● **WORK TO COMPLETE**
Please reproduce all of the data below, keeping every line unchanged.

** Start **

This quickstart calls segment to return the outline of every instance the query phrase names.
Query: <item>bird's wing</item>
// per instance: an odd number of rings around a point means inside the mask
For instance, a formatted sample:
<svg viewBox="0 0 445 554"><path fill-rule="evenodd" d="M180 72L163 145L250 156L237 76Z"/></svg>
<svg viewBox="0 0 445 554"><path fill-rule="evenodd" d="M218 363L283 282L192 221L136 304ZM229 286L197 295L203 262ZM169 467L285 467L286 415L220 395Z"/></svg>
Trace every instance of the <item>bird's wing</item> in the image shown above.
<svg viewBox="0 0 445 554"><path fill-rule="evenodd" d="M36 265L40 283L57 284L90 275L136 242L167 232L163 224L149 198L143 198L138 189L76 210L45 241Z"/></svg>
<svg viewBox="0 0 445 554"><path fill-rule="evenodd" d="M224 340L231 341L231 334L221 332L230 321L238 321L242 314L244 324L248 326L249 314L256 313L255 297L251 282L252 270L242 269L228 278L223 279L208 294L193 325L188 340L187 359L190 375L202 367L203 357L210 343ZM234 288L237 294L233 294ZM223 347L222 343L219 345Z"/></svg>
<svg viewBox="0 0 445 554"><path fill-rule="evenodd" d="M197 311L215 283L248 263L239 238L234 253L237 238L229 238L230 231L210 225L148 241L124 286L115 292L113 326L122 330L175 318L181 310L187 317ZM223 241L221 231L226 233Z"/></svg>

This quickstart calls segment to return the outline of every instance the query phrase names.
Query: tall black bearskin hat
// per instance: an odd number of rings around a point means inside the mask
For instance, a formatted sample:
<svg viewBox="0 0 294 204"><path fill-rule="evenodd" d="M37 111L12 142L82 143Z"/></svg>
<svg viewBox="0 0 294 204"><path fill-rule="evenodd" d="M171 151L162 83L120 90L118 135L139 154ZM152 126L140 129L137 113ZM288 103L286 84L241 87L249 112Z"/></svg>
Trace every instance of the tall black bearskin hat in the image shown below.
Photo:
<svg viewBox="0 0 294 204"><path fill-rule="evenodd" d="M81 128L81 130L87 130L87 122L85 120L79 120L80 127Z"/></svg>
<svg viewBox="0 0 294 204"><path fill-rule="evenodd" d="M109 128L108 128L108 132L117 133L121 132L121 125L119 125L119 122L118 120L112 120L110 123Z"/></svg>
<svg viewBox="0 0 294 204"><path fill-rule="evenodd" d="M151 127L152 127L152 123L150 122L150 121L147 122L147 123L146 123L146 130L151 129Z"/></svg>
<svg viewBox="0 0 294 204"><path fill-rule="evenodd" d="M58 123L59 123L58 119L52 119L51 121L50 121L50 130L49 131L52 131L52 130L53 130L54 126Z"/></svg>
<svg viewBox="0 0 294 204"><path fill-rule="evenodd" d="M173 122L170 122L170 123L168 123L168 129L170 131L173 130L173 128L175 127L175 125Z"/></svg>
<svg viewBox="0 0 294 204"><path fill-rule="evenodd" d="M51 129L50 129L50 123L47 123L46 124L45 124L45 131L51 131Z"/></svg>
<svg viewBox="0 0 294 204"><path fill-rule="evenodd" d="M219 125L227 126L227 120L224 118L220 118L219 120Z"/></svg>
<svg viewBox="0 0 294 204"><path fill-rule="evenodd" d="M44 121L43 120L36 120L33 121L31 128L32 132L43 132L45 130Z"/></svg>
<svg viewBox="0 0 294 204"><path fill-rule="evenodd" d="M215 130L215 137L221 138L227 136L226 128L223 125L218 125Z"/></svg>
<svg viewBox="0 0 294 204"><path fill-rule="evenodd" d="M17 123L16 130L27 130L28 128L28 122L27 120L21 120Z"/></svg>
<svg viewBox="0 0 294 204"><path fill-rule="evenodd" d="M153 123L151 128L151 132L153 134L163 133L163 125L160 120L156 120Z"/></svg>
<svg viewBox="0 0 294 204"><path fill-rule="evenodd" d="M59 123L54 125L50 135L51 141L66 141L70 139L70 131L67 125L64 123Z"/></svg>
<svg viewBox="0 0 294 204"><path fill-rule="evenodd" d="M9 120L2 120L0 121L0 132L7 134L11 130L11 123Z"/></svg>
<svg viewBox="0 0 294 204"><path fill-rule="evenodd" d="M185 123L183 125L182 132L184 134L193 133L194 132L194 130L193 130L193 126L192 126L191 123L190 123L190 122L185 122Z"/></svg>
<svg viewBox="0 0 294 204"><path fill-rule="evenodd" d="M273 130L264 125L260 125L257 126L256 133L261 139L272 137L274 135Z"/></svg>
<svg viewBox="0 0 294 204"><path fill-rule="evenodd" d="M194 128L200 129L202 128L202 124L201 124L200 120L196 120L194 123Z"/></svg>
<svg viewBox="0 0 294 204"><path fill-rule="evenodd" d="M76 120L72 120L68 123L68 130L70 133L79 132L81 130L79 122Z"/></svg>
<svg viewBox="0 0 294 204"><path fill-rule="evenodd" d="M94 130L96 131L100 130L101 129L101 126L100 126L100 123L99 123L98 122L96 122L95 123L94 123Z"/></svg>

** End **

● **ANSWER FOR THE TASK**
This quickstart calls segment to return the outline of every instance the query phrase names.
Query: <item>bird's wing</item>
// per instance: an odd number of rings around a point means inside the mask
For instance, a formatted sample:
<svg viewBox="0 0 445 554"><path fill-rule="evenodd" d="M180 72L163 145L250 156L237 76Z"/></svg>
<svg viewBox="0 0 445 554"><path fill-rule="evenodd" d="M218 363L283 282L192 221L136 304ZM229 286L197 295L203 262ZM169 467L285 467L286 415L220 395Z"/></svg>
Trace every instance of the <item>bird's wing</item> in the image shown above.
<svg viewBox="0 0 445 554"><path fill-rule="evenodd" d="M36 265L40 283L57 284L90 275L136 242L167 232L163 224L149 198L143 198L138 189L76 210L45 241Z"/></svg>
<svg viewBox="0 0 445 554"><path fill-rule="evenodd" d="M224 340L231 341L231 334L221 332L230 321L238 321L242 314L244 324L248 326L249 314L256 313L255 297L251 282L252 270L242 269L228 278L223 279L208 294L193 325L188 340L187 359L190 375L202 367L203 357L210 343ZM234 288L237 294L233 294ZM223 347L222 343L219 345Z"/></svg>
<svg viewBox="0 0 445 554"><path fill-rule="evenodd" d="M197 311L215 283L248 263L239 238L234 253L237 238L229 238L230 231L210 225L148 241L124 286L115 292L113 326L122 330L175 318L181 310L187 317ZM223 241L221 231L226 233Z"/></svg>

This quickstart calls segment to return the outline of every instance the query phrase names.
Query: tall black bearskin hat
// per instance: an odd number of rings around a point means inside the mask
For instance, a formatted sample:
<svg viewBox="0 0 294 204"><path fill-rule="evenodd" d="M37 111L12 142L82 143Z"/></svg>
<svg viewBox="0 0 294 204"><path fill-rule="evenodd" d="M171 151L162 83L120 90L118 135L139 154ZM152 126L140 129L137 113ZM288 103L286 84L241 87L249 112Z"/></svg>
Trace every instance of the tall black bearskin hat in the image shown below.
Photo:
<svg viewBox="0 0 294 204"><path fill-rule="evenodd" d="M81 128L81 130L87 130L87 122L85 120L79 120L80 127Z"/></svg>
<svg viewBox="0 0 294 204"><path fill-rule="evenodd" d="M109 128L108 128L108 132L117 133L121 132L121 125L119 125L119 122L118 120L112 120L110 123Z"/></svg>
<svg viewBox="0 0 294 204"><path fill-rule="evenodd" d="M151 127L152 127L152 123L150 122L150 121L147 122L147 123L146 123L146 130L151 129Z"/></svg>
<svg viewBox="0 0 294 204"><path fill-rule="evenodd" d="M58 123L59 123L58 119L52 119L51 121L50 121L50 130L49 131L52 131L52 130L53 130L54 126Z"/></svg>
<svg viewBox="0 0 294 204"><path fill-rule="evenodd" d="M173 122L170 122L170 123L168 123L168 129L170 131L173 130L173 128L175 127L175 125Z"/></svg>
<svg viewBox="0 0 294 204"><path fill-rule="evenodd" d="M51 129L50 129L50 123L47 123L46 124L45 124L45 131L51 131Z"/></svg>
<svg viewBox="0 0 294 204"><path fill-rule="evenodd" d="M219 125L227 126L227 120L224 118L220 118L219 120Z"/></svg>
<svg viewBox="0 0 294 204"><path fill-rule="evenodd" d="M44 121L43 120L36 120L33 121L31 128L32 132L43 132L45 130Z"/></svg>
<svg viewBox="0 0 294 204"><path fill-rule="evenodd" d="M215 130L215 137L221 138L227 136L226 128L223 125L218 125Z"/></svg>
<svg viewBox="0 0 294 204"><path fill-rule="evenodd" d="M17 123L16 130L27 130L28 128L28 122L27 120L21 120Z"/></svg>
<svg viewBox="0 0 294 204"><path fill-rule="evenodd" d="M153 123L151 128L151 132L153 134L163 133L163 125L160 120L156 120Z"/></svg>
<svg viewBox="0 0 294 204"><path fill-rule="evenodd" d="M59 123L54 125L50 135L51 141L66 141L70 139L70 131L67 125L64 123Z"/></svg>
<svg viewBox="0 0 294 204"><path fill-rule="evenodd" d="M9 120L2 120L0 121L0 132L7 134L11 130L11 123Z"/></svg>
<svg viewBox="0 0 294 204"><path fill-rule="evenodd" d="M185 123L183 125L182 132L184 134L193 133L194 132L194 130L193 130L193 126L192 126L191 123L190 123L190 122L185 122Z"/></svg>
<svg viewBox="0 0 294 204"><path fill-rule="evenodd" d="M273 130L264 125L260 125L257 126L256 133L261 139L272 137L274 135Z"/></svg>
<svg viewBox="0 0 294 204"><path fill-rule="evenodd" d="M194 128L200 129L202 128L202 124L201 124L200 120L196 120L194 123Z"/></svg>
<svg viewBox="0 0 294 204"><path fill-rule="evenodd" d="M76 120L72 120L68 123L68 130L70 133L79 132L81 130L79 122Z"/></svg>
<svg viewBox="0 0 294 204"><path fill-rule="evenodd" d="M94 130L96 131L100 130L101 129L101 126L100 126L100 123L99 123L98 122L96 122L95 123L94 123Z"/></svg>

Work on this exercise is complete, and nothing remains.